Work required: Copy exactly the lines from the one containing "Question. Point out every instance of the kitten's left" through the last line of the records, both included, and nothing more.

[Excerpts from point annotation data]
--*--

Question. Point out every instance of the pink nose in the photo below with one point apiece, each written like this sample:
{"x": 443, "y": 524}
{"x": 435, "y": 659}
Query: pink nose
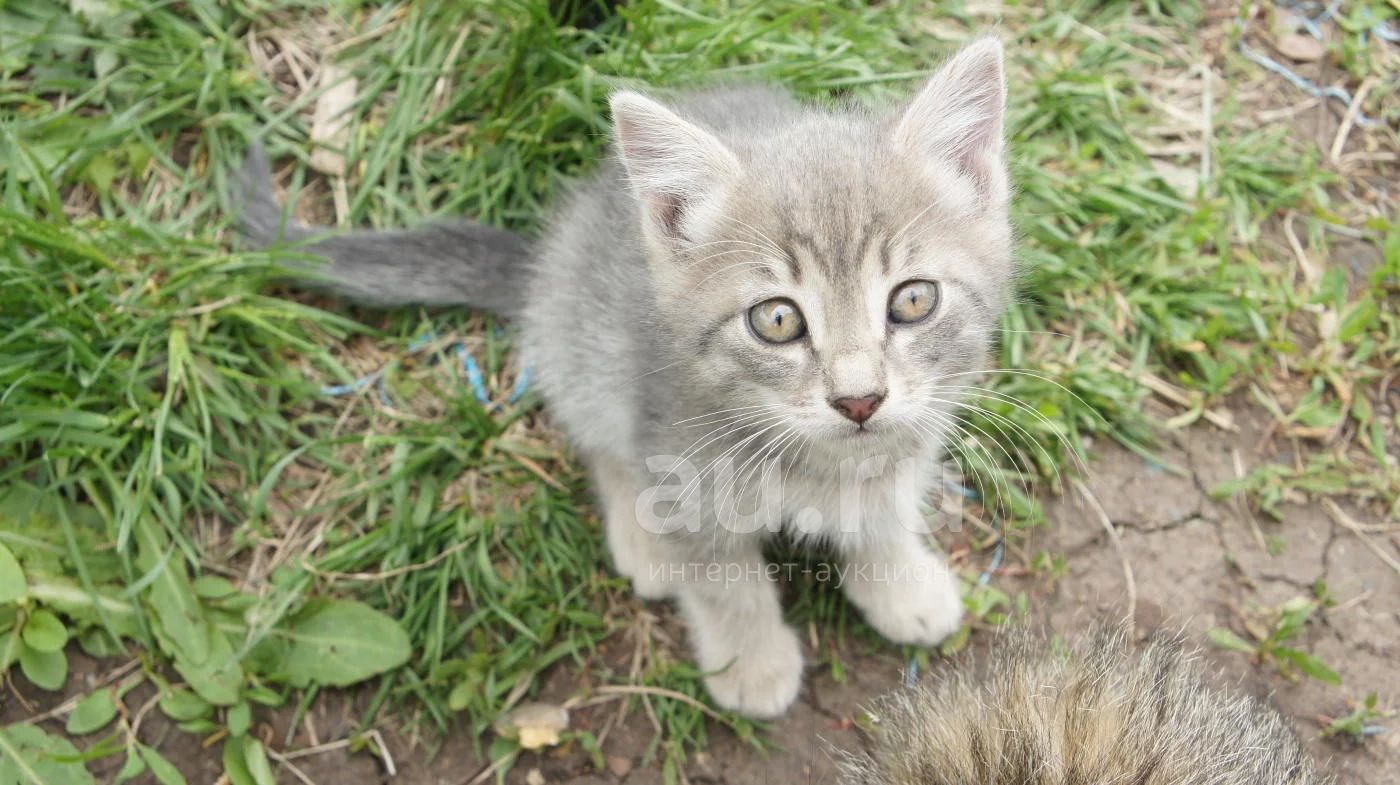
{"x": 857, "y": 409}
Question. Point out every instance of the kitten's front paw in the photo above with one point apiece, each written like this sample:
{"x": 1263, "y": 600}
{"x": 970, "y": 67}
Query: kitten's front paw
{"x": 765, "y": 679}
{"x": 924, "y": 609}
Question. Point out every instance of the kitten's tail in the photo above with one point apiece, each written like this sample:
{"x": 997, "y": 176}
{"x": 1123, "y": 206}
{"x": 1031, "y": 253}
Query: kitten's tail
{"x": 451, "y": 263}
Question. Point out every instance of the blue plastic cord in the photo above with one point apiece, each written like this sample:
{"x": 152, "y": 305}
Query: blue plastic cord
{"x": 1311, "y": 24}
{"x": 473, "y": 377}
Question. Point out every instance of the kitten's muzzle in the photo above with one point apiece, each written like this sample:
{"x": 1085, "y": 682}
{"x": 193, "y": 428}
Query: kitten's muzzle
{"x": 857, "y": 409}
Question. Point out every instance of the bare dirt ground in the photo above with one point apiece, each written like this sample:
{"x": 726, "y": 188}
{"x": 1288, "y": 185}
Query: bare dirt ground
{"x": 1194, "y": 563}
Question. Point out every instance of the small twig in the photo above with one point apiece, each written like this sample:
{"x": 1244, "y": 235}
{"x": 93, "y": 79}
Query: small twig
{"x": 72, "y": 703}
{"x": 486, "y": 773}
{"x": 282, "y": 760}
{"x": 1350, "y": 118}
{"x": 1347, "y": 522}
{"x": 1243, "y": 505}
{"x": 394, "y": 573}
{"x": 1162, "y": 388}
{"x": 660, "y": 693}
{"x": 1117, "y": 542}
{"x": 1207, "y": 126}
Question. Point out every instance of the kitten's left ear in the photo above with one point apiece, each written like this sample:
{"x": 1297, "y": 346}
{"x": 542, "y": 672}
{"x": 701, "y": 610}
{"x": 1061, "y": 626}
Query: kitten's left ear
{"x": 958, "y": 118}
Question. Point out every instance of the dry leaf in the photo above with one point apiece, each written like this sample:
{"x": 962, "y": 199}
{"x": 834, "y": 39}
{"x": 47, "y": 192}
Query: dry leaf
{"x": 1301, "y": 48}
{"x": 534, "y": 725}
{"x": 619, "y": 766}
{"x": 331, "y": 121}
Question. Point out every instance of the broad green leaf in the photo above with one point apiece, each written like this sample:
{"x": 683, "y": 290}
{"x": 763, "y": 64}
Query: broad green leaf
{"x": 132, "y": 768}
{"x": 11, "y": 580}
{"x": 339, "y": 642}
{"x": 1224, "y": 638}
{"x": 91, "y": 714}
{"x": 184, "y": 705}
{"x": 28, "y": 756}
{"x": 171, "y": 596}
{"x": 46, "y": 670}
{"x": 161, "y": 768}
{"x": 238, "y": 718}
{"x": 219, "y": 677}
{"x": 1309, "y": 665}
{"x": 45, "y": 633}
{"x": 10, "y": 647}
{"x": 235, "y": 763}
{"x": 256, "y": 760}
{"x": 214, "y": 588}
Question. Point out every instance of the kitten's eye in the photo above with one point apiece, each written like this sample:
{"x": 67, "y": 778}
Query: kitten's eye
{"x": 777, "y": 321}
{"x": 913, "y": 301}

--*--

The response:
Question. Point out every instance of the kitten's left ear in the photo above with one point apiece, each written like this sample:
{"x": 1297, "y": 346}
{"x": 542, "y": 672}
{"x": 701, "y": 610}
{"x": 1061, "y": 626}
Query: kitten's left ear
{"x": 958, "y": 118}
Question. Point out every instance of the dry leaf in the photo above with one point apiece, each written like this sample:
{"x": 962, "y": 199}
{"x": 834, "y": 39}
{"x": 47, "y": 192}
Query: dry leaf
{"x": 1301, "y": 48}
{"x": 534, "y": 725}
{"x": 619, "y": 766}
{"x": 331, "y": 121}
Question. Point out every instance of the broad green leaf in the photo above with one point apiece, each written like this sample:
{"x": 683, "y": 290}
{"x": 763, "y": 64}
Query: broad green leaf
{"x": 132, "y": 768}
{"x": 11, "y": 580}
{"x": 339, "y": 642}
{"x": 1224, "y": 638}
{"x": 91, "y": 714}
{"x": 184, "y": 705}
{"x": 28, "y": 756}
{"x": 171, "y": 596}
{"x": 46, "y": 670}
{"x": 161, "y": 768}
{"x": 238, "y": 718}
{"x": 219, "y": 677}
{"x": 1309, "y": 665}
{"x": 45, "y": 633}
{"x": 10, "y": 647}
{"x": 235, "y": 763}
{"x": 256, "y": 760}
{"x": 214, "y": 588}
Question. Point out every instance of the kitten's eye in the photo above with one point apiece, each written like this sample:
{"x": 67, "y": 778}
Query: kitten's eye
{"x": 777, "y": 321}
{"x": 913, "y": 301}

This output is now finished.